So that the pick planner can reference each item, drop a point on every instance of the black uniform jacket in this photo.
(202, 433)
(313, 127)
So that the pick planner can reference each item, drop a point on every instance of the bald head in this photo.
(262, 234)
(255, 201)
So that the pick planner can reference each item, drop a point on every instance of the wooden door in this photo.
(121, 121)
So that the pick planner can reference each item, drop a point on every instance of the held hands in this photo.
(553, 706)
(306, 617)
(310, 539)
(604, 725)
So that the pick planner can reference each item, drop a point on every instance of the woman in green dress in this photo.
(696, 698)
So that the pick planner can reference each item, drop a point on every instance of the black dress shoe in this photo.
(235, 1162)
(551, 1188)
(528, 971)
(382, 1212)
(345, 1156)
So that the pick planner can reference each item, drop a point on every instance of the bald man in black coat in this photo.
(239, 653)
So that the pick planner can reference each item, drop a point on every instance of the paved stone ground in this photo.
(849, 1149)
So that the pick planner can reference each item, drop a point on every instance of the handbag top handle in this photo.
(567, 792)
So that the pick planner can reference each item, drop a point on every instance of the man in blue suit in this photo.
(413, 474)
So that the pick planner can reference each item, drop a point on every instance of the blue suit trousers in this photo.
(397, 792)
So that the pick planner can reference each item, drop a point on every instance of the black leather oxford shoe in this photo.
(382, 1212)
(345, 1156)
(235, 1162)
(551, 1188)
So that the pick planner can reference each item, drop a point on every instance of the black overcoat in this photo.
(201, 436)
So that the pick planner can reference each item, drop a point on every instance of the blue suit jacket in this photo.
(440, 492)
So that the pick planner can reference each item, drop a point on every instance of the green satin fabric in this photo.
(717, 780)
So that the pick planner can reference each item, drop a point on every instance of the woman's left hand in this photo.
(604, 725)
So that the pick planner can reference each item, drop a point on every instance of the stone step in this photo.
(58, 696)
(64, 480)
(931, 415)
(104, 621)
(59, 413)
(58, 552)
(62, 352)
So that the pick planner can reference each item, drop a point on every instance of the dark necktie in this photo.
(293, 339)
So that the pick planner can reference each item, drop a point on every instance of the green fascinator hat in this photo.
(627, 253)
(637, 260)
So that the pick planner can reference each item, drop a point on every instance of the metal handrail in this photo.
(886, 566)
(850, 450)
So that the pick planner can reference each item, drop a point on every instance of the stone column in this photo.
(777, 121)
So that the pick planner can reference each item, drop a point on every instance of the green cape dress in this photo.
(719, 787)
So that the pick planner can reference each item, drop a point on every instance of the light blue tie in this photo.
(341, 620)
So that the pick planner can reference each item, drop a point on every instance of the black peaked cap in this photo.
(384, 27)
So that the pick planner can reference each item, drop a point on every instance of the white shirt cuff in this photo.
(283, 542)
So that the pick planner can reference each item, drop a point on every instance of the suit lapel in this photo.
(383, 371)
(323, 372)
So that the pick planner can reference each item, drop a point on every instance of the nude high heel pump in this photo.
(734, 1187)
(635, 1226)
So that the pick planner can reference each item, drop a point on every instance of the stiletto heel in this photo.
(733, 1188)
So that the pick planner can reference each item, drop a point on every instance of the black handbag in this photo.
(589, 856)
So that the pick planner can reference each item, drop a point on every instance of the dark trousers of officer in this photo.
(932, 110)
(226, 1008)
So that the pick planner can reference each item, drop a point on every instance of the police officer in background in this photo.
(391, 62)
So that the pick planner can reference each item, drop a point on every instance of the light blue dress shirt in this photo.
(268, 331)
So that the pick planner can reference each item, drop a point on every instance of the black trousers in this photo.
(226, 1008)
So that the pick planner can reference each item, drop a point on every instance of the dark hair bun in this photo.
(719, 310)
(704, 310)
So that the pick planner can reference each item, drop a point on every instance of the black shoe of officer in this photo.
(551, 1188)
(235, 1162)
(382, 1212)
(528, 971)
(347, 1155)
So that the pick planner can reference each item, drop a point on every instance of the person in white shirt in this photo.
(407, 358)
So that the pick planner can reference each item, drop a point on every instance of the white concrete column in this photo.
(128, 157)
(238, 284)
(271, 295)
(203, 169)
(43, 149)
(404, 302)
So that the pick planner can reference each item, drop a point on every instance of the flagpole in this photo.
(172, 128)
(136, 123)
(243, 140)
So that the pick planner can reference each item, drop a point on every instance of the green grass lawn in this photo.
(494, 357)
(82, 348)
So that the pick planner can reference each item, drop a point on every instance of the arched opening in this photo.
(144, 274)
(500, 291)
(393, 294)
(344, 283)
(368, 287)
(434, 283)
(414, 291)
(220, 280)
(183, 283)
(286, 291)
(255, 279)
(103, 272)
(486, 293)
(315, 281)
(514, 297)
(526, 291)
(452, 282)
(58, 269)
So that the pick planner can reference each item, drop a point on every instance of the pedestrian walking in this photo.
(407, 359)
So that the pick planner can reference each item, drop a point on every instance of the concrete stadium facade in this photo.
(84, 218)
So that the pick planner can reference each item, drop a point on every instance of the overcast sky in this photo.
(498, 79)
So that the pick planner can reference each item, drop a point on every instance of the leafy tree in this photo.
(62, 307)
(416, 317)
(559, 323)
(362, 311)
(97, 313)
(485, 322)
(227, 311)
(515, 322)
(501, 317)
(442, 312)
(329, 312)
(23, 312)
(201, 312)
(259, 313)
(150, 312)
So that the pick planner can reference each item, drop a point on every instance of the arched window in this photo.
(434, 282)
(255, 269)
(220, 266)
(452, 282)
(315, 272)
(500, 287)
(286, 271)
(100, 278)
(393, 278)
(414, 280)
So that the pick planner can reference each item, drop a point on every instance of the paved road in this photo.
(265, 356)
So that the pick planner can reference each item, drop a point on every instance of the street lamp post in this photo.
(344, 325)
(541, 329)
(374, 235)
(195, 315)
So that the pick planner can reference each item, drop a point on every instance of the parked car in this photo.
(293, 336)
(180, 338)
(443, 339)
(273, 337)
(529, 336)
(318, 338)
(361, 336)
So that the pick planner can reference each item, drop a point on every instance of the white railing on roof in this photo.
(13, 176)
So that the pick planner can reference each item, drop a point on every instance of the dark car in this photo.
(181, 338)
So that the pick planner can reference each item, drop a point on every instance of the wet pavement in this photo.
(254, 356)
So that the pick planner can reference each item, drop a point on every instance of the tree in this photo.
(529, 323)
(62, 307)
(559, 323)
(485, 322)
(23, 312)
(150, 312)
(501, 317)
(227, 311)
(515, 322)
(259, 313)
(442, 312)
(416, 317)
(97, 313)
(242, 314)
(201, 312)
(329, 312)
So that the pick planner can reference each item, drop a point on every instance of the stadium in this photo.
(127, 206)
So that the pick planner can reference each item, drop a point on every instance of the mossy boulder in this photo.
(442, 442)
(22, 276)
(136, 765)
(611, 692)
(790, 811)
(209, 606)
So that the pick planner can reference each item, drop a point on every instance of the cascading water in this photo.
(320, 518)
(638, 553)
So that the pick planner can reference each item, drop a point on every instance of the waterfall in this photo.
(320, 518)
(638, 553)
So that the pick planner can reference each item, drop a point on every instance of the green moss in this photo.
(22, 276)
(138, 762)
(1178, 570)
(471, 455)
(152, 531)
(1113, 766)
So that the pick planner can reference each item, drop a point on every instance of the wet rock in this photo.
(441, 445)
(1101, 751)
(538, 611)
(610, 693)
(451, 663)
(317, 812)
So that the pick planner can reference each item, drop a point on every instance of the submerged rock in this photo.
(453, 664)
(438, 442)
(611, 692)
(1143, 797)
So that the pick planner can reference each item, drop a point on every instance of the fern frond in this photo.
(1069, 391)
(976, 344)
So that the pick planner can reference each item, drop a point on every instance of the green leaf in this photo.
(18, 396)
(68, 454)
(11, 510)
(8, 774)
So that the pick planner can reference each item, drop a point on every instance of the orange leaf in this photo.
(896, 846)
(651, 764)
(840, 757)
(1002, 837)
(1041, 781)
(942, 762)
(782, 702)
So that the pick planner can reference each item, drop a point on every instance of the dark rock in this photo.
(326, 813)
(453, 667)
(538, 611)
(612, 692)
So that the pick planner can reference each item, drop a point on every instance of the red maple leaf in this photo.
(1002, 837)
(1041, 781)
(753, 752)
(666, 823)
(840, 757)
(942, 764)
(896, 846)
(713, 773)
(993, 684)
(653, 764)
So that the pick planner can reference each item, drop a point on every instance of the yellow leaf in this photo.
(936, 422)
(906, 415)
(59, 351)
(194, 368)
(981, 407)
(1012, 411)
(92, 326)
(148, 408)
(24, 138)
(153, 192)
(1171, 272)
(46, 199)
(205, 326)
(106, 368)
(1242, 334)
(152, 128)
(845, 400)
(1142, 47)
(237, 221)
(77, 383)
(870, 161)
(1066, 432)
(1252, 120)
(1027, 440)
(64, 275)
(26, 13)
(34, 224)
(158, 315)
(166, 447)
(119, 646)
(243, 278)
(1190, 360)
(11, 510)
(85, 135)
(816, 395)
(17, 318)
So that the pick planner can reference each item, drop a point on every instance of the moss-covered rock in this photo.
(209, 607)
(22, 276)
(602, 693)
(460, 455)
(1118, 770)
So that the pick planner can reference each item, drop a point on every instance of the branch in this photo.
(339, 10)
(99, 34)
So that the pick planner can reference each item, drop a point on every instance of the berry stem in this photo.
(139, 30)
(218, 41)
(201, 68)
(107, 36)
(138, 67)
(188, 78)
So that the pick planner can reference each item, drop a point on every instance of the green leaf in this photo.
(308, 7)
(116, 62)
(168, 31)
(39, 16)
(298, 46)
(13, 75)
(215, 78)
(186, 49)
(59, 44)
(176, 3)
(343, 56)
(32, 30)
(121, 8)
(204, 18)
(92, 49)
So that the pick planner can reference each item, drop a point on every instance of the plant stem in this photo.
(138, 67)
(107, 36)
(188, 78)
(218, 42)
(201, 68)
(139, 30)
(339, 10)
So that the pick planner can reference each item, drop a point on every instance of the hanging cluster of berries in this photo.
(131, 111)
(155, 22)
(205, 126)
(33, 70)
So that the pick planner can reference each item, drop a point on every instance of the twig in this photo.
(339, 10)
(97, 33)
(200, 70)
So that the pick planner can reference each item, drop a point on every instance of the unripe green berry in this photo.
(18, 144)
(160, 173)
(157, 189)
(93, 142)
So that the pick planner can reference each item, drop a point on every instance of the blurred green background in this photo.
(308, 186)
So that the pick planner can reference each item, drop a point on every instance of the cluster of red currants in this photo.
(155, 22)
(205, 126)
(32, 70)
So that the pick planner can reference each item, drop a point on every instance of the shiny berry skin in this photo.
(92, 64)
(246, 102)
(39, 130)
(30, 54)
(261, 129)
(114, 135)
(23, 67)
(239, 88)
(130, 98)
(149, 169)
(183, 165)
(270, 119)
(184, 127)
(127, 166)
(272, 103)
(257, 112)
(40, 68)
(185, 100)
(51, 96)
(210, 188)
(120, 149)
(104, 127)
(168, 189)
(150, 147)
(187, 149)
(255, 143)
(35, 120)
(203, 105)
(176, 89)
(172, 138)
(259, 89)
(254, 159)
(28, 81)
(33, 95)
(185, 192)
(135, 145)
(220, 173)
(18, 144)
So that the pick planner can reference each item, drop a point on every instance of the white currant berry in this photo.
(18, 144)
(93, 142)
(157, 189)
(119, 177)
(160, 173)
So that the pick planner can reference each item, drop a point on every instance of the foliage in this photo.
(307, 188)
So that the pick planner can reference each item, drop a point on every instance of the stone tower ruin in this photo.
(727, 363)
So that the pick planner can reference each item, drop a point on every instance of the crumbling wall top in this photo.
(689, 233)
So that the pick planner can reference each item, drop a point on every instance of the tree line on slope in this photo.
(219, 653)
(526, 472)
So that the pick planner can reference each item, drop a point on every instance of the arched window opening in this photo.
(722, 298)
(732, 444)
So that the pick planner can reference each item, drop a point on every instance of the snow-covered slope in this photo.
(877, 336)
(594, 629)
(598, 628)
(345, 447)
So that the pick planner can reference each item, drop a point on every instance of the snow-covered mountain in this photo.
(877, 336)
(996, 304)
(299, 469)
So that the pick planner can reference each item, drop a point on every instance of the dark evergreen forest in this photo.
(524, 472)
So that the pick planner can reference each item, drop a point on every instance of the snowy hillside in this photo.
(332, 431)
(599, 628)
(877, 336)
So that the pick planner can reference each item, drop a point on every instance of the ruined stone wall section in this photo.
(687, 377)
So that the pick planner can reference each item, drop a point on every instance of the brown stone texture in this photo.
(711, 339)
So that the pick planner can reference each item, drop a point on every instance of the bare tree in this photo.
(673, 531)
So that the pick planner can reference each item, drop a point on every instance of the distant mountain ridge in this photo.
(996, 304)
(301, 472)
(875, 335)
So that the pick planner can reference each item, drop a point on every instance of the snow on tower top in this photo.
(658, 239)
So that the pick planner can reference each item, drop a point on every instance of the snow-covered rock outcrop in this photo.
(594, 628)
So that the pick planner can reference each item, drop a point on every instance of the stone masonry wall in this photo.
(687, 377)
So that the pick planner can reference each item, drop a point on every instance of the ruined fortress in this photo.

--*--

**Directions**
Take the line holding "window opening in this photo." and all lines after it through the end of the data, and set them down exactly.

**The response**
So that the pick planner can reference each item, drop a point on every instance of the arched window opening in this photo.
(722, 298)
(732, 444)
So that the pick planner can reference each item, drop a point on every instance of the snow-covered slope in this photo.
(877, 336)
(594, 629)
(598, 628)
(345, 447)
So that the pick planner can reference each item, drop a point on every instance of the snow-covered mountain in this photo.
(877, 336)
(996, 304)
(299, 469)
So that the pick planner can reference each item, drop a point on every instance of the dark evergreen forest in this photo.
(524, 472)
So that the pick planner can reference each item, drop a point on every instance of the snowy hillside in this photo.
(332, 431)
(599, 628)
(877, 336)
So that the pick planner can reference each item, drop a point on every instance of the ruined stone wall section in this photo.
(687, 377)
So that the pick planner can reference each item, drop a point on every instance of the brown stone texture in this photo.
(711, 339)
So that the pick planner can reference each item, drop a point on every instance of the bare tree in this photo.
(673, 531)
So that the pick planner can reference each item, drop a point on every instance of the distant mountain ridge in this photo.
(996, 304)
(301, 472)
(875, 335)
So that the pick planner can reference each item, drop a point on every instance of the snow on tower top in this photo.
(658, 239)
So that the pick planner can reference each item, drop a point on every instance of the snow-covered rock outcrop in this photo.
(594, 628)
So that the pick planner can reference each item, drop a point on every instance of the stone masonry wall in this photo.
(687, 377)
So that the pick planner can reference each item, drop a point on every instance of the ruined fortress in this photo.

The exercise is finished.